┌─ STORED DATA

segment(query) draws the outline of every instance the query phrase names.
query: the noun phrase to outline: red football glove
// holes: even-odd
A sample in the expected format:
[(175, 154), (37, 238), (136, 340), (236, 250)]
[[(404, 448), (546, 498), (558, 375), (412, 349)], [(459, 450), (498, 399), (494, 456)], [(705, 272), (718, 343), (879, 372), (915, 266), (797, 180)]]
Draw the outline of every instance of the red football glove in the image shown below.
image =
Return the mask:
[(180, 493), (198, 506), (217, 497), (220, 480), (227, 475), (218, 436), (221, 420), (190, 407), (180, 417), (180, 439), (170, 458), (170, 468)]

└─

**WORK REQUIRED:** What is the number of lines in the entries above that contain the word "every"? Answer with that number only.

**ANSWER BOX:** 2